Task —
Write out all the records below as a JSON list of strings, one string per line, with blank lines dropped. Leave the pictures out.

The records —

— Start —

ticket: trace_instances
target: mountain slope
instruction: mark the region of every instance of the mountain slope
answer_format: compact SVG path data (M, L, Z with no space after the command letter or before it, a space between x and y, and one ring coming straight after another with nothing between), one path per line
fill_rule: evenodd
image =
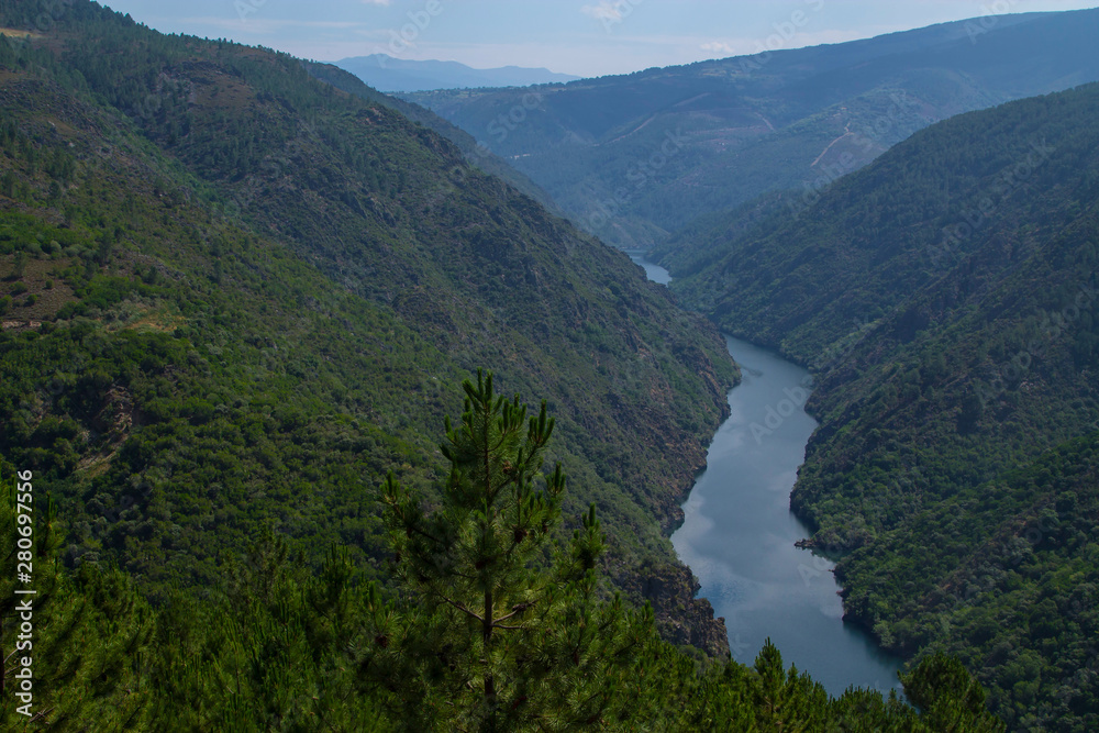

— End —

Exercise result —
[
  "ticket: trace_instances",
  "target: mountain slope",
  "instruction: mark the region of every instance of the mountain slope",
  "answer_format: compact SVG path data (M, L, Z with no space after the command letter or before it, a space between x and y, and one ring coming straight after another with nothing between), one path per line",
  "fill_rule: evenodd",
  "image ="
]